*Directions*
For the entries that follow, restate word for word the line containing "Extract blurred white", the line containing "Extract blurred street", and every line that lies between them.

————

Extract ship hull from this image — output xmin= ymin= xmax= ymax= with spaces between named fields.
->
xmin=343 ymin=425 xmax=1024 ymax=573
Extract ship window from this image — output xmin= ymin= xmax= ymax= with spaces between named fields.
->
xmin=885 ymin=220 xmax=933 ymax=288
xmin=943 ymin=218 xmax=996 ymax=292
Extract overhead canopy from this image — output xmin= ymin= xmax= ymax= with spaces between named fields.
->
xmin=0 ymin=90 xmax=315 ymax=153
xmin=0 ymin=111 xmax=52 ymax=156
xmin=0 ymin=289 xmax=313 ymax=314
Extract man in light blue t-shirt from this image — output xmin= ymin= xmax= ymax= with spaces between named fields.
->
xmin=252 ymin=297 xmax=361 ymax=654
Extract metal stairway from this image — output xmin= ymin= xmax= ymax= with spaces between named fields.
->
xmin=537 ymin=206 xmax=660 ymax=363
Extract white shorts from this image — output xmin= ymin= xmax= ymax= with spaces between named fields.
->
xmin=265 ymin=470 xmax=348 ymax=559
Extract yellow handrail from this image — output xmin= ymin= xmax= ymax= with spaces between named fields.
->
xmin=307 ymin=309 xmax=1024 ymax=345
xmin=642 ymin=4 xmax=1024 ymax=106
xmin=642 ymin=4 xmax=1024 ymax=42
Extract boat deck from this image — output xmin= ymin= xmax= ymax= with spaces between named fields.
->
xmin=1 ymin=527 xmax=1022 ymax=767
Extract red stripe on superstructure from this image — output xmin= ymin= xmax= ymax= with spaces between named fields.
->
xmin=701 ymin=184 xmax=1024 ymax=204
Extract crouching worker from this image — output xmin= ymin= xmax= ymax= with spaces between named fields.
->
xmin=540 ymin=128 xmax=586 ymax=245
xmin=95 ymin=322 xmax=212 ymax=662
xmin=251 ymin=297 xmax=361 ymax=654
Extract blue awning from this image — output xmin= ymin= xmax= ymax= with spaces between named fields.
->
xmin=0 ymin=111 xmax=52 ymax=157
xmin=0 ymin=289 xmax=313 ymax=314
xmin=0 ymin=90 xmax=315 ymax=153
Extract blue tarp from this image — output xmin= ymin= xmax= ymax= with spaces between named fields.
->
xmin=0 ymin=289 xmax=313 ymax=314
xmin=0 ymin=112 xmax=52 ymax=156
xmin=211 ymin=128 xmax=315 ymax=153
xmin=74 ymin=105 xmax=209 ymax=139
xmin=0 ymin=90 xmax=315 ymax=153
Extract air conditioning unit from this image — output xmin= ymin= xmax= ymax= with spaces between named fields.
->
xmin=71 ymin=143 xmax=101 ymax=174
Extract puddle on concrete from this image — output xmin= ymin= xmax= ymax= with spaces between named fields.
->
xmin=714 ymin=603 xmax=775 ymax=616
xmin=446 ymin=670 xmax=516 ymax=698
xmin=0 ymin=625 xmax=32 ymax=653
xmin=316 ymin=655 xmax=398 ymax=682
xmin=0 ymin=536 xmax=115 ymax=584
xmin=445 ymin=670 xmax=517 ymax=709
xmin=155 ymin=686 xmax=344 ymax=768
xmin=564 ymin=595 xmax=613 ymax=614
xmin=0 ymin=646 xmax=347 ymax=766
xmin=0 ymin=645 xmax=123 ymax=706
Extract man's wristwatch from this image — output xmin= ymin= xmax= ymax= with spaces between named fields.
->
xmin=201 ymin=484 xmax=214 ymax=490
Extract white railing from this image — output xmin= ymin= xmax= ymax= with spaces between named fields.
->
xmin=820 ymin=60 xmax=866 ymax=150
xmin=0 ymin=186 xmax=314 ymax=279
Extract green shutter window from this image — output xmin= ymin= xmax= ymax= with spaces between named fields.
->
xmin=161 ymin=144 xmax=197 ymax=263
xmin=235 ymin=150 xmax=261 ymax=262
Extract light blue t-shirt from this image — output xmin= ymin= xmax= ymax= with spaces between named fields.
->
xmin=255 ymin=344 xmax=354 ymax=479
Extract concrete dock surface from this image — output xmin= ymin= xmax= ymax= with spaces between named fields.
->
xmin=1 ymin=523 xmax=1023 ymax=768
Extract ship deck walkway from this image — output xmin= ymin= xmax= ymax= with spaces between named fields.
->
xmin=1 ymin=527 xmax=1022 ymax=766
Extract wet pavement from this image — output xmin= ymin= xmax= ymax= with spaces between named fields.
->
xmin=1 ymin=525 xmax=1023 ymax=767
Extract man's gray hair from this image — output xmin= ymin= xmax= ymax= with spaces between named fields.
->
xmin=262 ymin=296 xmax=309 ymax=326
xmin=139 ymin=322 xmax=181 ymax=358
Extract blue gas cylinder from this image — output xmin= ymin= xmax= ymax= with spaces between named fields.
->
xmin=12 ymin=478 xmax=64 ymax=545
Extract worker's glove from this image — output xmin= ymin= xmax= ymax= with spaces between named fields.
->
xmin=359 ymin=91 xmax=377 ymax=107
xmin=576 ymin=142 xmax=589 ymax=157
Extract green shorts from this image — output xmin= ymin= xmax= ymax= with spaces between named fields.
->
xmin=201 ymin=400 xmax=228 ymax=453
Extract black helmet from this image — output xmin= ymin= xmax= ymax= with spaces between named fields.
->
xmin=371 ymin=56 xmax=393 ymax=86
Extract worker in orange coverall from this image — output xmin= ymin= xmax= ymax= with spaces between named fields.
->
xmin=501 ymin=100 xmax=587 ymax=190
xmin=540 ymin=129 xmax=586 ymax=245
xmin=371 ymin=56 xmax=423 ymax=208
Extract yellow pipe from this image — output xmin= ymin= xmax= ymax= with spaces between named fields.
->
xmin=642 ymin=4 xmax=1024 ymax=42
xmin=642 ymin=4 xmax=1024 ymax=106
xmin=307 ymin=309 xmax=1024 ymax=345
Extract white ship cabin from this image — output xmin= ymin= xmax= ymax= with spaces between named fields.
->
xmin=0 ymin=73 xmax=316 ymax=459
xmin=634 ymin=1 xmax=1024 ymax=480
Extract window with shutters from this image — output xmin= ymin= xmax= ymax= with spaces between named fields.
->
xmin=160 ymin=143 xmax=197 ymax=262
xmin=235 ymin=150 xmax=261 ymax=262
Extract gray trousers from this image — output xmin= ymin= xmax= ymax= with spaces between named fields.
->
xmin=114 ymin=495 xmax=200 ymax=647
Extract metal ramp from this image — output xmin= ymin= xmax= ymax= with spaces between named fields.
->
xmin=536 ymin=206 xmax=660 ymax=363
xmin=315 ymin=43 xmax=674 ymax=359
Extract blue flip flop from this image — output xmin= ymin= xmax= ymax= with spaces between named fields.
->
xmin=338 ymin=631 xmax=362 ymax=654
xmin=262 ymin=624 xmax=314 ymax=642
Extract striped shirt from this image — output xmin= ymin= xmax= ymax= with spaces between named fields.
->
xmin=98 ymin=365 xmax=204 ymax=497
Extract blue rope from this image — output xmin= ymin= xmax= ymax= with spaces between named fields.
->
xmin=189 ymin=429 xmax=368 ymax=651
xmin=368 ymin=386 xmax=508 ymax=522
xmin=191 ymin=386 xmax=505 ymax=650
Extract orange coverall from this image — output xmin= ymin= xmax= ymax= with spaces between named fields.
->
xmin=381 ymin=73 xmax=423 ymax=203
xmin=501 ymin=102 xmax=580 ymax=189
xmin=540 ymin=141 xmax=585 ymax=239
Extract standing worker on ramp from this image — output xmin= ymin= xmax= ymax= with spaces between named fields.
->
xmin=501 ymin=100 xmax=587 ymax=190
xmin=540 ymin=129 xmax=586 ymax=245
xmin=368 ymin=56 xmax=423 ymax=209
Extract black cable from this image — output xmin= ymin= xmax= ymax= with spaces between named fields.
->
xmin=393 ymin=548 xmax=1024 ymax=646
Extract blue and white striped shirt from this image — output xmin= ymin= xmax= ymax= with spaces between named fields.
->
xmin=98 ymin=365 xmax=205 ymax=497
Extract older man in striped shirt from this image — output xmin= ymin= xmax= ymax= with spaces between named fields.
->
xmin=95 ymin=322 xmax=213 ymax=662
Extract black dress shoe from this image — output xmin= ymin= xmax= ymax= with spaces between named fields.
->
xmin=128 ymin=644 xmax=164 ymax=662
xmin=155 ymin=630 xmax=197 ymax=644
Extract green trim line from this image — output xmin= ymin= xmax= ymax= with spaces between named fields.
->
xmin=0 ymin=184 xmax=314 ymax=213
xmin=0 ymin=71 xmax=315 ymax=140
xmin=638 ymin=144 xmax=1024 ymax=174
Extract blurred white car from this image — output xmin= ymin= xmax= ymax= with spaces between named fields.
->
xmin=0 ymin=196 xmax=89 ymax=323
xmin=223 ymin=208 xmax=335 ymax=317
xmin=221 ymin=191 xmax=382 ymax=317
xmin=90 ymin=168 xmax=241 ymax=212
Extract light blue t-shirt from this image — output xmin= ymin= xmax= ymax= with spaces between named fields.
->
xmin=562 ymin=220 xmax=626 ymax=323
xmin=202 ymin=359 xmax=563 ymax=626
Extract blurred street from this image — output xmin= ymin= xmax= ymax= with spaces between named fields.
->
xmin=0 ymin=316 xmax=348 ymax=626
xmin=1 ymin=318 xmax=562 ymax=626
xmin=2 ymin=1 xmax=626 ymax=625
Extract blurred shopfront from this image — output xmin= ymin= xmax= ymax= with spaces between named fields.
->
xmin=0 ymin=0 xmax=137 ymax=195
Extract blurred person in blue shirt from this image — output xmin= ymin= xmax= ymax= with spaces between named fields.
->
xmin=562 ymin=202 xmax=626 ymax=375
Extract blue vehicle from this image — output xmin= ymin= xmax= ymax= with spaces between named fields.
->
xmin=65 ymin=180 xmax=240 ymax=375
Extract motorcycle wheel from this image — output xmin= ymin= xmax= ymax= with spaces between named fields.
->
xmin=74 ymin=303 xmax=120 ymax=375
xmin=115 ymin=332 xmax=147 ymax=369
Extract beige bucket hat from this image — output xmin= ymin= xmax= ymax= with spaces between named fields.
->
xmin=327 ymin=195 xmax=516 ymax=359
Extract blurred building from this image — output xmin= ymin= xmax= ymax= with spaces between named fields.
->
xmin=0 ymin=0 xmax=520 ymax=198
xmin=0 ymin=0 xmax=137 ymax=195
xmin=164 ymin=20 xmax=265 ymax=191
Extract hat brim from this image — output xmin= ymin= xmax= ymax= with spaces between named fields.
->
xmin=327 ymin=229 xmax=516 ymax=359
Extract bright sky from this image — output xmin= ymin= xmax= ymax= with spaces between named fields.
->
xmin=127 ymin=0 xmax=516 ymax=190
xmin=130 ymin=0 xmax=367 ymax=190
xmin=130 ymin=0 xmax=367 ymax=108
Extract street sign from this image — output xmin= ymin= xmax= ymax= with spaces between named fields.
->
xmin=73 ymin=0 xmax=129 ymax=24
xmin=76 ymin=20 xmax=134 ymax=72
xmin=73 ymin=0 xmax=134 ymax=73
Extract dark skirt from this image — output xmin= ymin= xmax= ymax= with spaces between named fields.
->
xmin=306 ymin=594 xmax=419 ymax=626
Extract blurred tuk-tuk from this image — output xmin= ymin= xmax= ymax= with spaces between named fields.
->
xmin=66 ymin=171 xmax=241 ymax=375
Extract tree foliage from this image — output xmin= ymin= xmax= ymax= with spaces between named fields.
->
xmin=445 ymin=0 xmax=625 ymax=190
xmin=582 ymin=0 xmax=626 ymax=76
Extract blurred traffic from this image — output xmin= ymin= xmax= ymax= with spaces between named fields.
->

————

*Response area*
Extract blurred white car from this image — output xmin= ymin= xmax= ymax= with spaces between named fields.
->
xmin=0 ymin=196 xmax=89 ymax=323
xmin=223 ymin=208 xmax=335 ymax=317
xmin=221 ymin=191 xmax=382 ymax=317
xmin=90 ymin=168 xmax=241 ymax=212
Extract light blue t-shirt from this image — output xmin= ymin= xmax= ymax= with spaces between named fields.
->
xmin=562 ymin=220 xmax=626 ymax=323
xmin=202 ymin=359 xmax=563 ymax=626
Extract blurred street from this image — output xmin= ymin= xmax= ymax= with spaces between named fields.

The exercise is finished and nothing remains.